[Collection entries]
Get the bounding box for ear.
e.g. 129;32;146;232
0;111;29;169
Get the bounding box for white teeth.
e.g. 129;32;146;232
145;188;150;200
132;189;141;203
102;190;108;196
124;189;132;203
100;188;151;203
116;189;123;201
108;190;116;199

**SET EXERCISE:** Copy every line of the records above, keeping each character the same.

**EXERCISE RESULT:**
Get the bounding box for ear.
e.g. 129;32;146;232
0;111;29;169
Get the bounding box for white teeth.
e.g. 129;32;146;232
145;188;150;200
132;189;141;203
102;190;108;196
124;189;132;203
100;188;151;203
116;189;123;201
108;190;116;199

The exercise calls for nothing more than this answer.